Your objective:
Quote the listing below word for word, omitting the pictures.

Records:
-------------------------

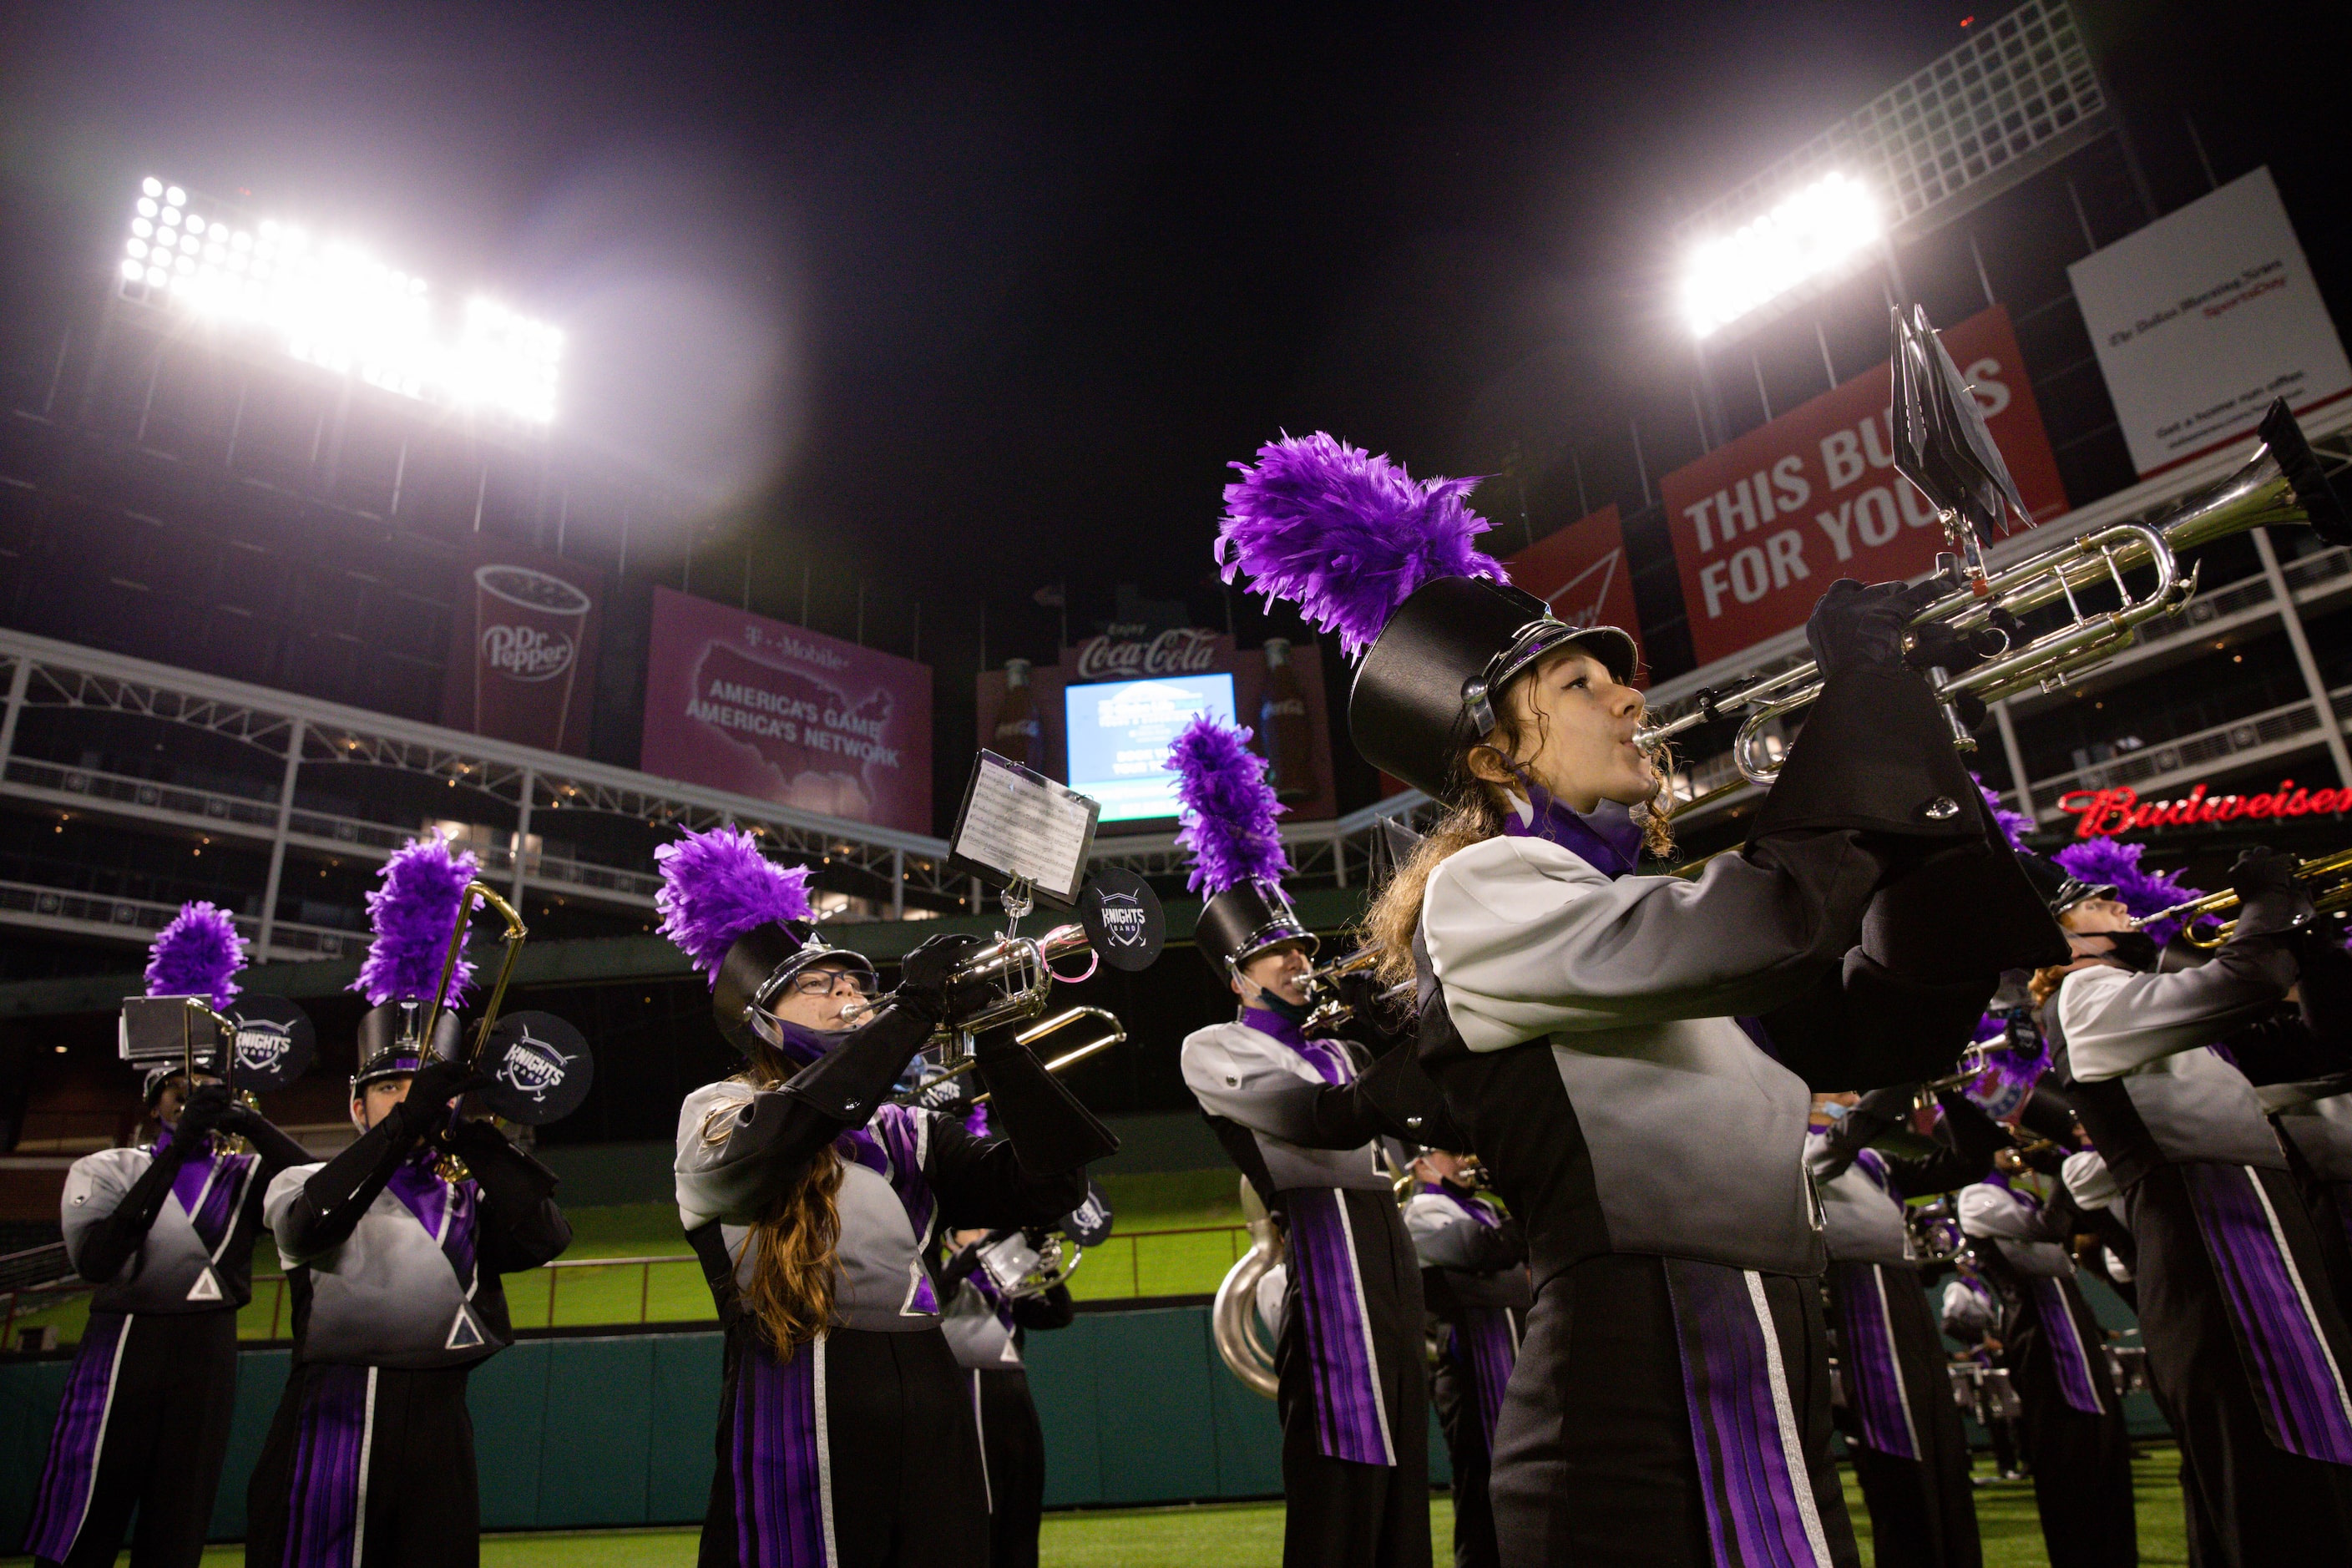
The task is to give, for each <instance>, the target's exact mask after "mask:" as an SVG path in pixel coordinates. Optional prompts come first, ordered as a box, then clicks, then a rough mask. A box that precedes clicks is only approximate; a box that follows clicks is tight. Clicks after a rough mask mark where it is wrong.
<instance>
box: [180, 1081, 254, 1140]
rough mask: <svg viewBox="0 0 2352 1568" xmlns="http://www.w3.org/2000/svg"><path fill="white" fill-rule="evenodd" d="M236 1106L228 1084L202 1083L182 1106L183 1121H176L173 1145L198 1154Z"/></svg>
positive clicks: (182, 1114)
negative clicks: (187, 1101) (206, 1141)
mask: <svg viewBox="0 0 2352 1568" xmlns="http://www.w3.org/2000/svg"><path fill="white" fill-rule="evenodd" d="M235 1107H238V1103H235V1100H233V1098H230V1095H228V1084H198V1086H195V1093H191V1095H188V1103H186V1105H181V1107H179V1121H174V1124H172V1147H174V1150H179V1147H183V1150H186V1152H188V1154H195V1150H200V1147H202V1145H205V1138H209V1135H212V1133H214V1131H219V1126H221V1124H223V1121H226V1119H228V1112H230V1110H235Z"/></svg>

-------------------------

Response below:
The task is to give, for each <instance>, the target's exact mask after "mask:" as an SVG path in pixel coordinates. Optional prompts come first, ordered as a box, then clicks, then a rough mask. A box that precedes clicks is only approximate; a box that follows clicks is tight. Clicks after a rough mask mark where it is wrong.
<instance>
box: [180, 1081, 254, 1140]
rough mask: <svg viewBox="0 0 2352 1568" xmlns="http://www.w3.org/2000/svg"><path fill="white" fill-rule="evenodd" d="M236 1106L228 1084L202 1083L182 1106L183 1121H176L173 1145L198 1154Z"/></svg>
positive clicks: (182, 1114)
negative clicks: (187, 1101) (206, 1141)
mask: <svg viewBox="0 0 2352 1568" xmlns="http://www.w3.org/2000/svg"><path fill="white" fill-rule="evenodd" d="M235 1107H238V1103H235V1100H233V1098H230V1095H228V1084H198V1086H195V1093H191V1095H188V1103H186V1105H181V1107H179V1121H174V1124H172V1147H174V1150H179V1147H183V1150H186V1152H188V1154H195V1150H200V1147H202V1145H205V1138H209V1135H212V1133H214V1131H219V1126H221V1124H223V1121H226V1119H228V1112H230V1110H235Z"/></svg>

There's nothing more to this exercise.